할 일: 자료의 첫 줄에서 시작해 "[80,366,998,662]" 문구가 들어 있는 줄에서 끝나는 줄들을 양끝 줄까지 빠짐없이 다시 쓰되, 답에 적힌 경계 상자 좌표만 모두 2.5배로 배율을 바꾸고 반올림해(0.5는 올림) 정수로 적으세요. 그림은 답에 넣지 마세요.

%%

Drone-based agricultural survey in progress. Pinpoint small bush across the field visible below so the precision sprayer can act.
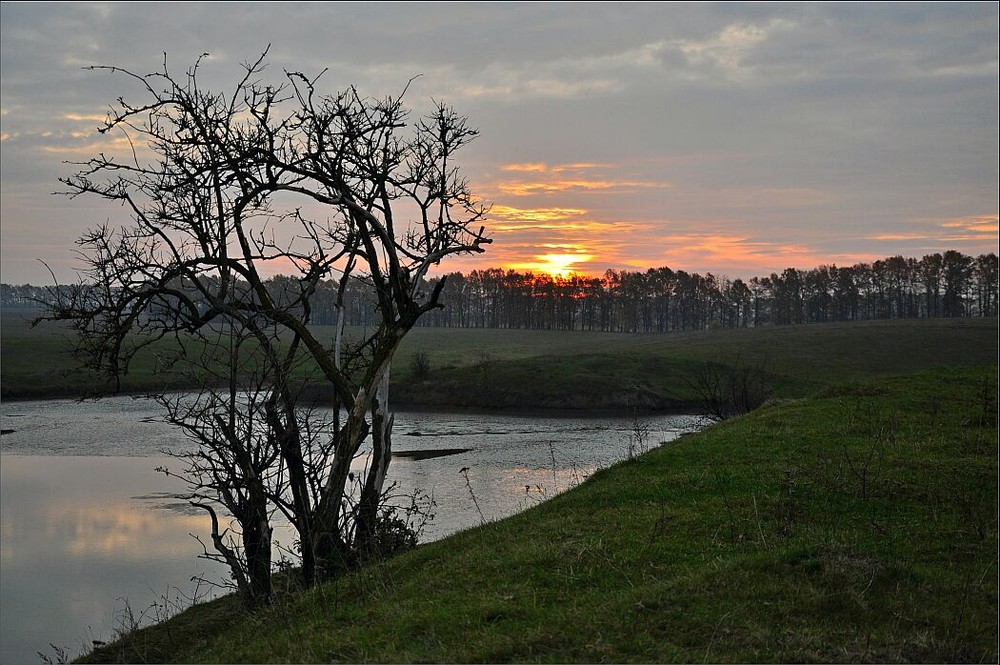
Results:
[411,351,431,381]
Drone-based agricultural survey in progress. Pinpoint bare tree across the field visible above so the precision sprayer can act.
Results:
[49,52,490,596]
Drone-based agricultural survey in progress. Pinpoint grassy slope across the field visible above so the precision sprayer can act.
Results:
[82,363,998,662]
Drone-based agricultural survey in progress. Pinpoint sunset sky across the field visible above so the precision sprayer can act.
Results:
[0,2,998,284]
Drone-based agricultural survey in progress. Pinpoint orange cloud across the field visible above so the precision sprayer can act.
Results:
[941,215,1000,234]
[497,179,670,196]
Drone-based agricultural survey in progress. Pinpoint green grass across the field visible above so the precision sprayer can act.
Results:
[0,310,998,411]
[80,366,998,662]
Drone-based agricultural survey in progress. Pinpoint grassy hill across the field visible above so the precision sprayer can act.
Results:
[80,364,998,662]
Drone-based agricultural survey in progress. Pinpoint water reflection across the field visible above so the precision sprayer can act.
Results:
[0,397,699,664]
[0,455,223,663]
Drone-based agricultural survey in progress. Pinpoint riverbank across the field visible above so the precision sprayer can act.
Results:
[0,312,998,414]
[76,363,998,662]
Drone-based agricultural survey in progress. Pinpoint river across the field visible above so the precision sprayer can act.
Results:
[0,397,701,665]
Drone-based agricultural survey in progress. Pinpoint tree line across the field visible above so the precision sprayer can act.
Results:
[412,250,998,333]
[0,250,1000,333]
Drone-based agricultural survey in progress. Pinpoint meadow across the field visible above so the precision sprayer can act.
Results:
[2,308,998,662]
[81,365,998,662]
[0,310,997,412]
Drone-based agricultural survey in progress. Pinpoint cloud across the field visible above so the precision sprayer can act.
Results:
[680,19,794,80]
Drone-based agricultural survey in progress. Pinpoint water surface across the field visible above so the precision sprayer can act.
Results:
[0,397,699,664]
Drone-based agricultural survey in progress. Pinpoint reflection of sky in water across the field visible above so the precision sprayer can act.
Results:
[0,455,221,663]
[0,397,698,664]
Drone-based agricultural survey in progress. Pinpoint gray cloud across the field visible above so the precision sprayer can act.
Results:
[0,3,998,281]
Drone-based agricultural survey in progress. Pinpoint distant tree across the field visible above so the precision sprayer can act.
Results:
[48,52,490,602]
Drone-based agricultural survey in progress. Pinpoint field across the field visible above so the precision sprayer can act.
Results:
[80,364,998,662]
[0,310,997,411]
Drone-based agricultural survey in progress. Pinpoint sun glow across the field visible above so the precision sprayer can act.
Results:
[517,254,594,279]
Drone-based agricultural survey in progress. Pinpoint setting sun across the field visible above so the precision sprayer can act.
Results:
[537,254,594,277]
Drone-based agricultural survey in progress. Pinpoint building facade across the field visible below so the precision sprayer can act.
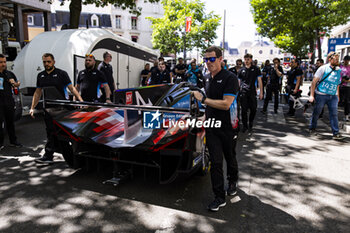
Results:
[27,0,164,48]
[225,40,283,64]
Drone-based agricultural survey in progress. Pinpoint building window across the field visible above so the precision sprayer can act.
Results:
[131,36,138,43]
[131,16,137,30]
[91,14,99,27]
[115,15,122,29]
[27,15,34,26]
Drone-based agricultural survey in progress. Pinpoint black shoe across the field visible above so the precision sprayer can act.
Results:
[35,155,53,164]
[309,129,317,136]
[10,142,23,148]
[226,183,237,196]
[208,197,226,212]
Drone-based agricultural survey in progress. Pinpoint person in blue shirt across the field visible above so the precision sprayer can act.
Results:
[309,52,343,140]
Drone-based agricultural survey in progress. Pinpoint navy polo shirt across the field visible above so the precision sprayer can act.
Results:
[203,69,239,130]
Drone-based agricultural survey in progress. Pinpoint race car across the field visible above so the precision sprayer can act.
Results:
[43,83,210,185]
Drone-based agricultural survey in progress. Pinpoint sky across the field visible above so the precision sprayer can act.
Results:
[202,0,256,48]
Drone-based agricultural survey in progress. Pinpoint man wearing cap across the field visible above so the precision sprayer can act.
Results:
[340,55,350,121]
[309,52,343,140]
[29,53,83,164]
[76,54,111,103]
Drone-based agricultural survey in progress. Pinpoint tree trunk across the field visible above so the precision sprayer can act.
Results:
[69,0,82,29]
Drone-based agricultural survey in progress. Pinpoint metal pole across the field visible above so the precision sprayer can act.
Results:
[222,10,226,58]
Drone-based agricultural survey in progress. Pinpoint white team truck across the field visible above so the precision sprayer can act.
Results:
[13,28,159,116]
[0,41,21,71]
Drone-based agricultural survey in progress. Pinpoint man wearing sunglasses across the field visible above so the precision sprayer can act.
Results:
[76,54,112,103]
[193,46,239,211]
[238,53,264,133]
[29,53,83,164]
[309,52,344,140]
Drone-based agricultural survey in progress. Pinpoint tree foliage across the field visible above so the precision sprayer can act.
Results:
[40,0,159,28]
[147,0,220,54]
[250,0,350,57]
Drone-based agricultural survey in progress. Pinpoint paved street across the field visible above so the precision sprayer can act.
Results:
[0,86,350,233]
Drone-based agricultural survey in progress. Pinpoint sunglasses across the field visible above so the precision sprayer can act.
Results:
[203,57,217,62]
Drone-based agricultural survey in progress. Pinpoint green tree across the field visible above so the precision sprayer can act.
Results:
[147,0,220,55]
[39,0,159,29]
[250,0,350,58]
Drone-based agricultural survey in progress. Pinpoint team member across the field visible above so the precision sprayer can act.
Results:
[262,58,283,114]
[97,52,117,102]
[175,57,186,83]
[238,53,263,133]
[339,55,350,121]
[76,54,111,103]
[0,54,22,150]
[140,63,151,86]
[194,46,239,211]
[261,60,273,94]
[29,53,83,163]
[286,59,303,116]
[186,62,203,88]
[150,61,171,85]
[229,59,243,76]
[309,52,343,139]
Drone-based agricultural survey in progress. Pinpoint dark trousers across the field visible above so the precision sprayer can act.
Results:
[0,104,17,145]
[343,87,350,116]
[206,129,238,199]
[240,93,258,128]
[44,112,57,158]
[263,84,279,111]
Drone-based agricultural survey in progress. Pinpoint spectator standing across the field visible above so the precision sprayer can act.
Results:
[261,60,272,98]
[0,54,22,151]
[309,52,343,140]
[238,53,263,133]
[150,61,171,85]
[29,53,83,164]
[97,52,117,102]
[76,54,111,103]
[175,57,186,83]
[262,58,283,114]
[286,59,303,116]
[340,55,350,121]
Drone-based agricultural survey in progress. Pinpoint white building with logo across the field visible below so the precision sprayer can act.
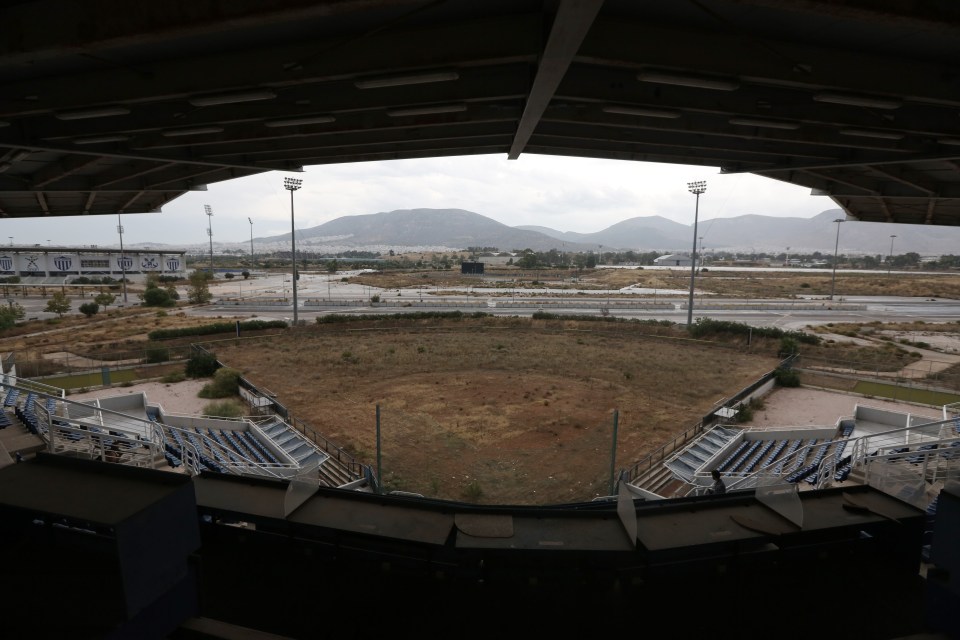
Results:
[0,246,186,283]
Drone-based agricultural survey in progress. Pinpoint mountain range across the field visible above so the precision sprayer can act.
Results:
[238,209,960,256]
[124,209,960,256]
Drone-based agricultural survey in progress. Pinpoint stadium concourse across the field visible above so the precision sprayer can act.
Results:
[0,378,960,639]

%%

작성 답안:
Drone-based agricultural survey in progress. Pinpoint small bush across the field visible below so the precision sprayer can act.
Results:
[1028,878,1078,953]
Drone-based agricultural survey in progress. Pinpoint bare tree across the field visible above so the precision sprayer can act.
Results:
[123,130,1225,1490]
Drone-based agricultural survey in progress. Pinpoint grassy slope across the field visible above so the precision sprayer can act.
Results:
[205,908,2495,1655]
Drone-based agricultural survey in progress. Pinpoint sunset sky across the field visible above so the precision sprayer can act.
Results:
[0,5,2495,710]
Drone-based agricultural survey in progress. Pinpoint orange cloud across the field visible above so the precision sprayer can act.
Results:
[2353,538,2500,585]
[1243,448,1675,490]
Drone-based agricultural survey in progress. Pinpoint green grass across the field visible above so the precision sprayer can act.
Results:
[0,775,2495,1028]
[200,915,2495,1655]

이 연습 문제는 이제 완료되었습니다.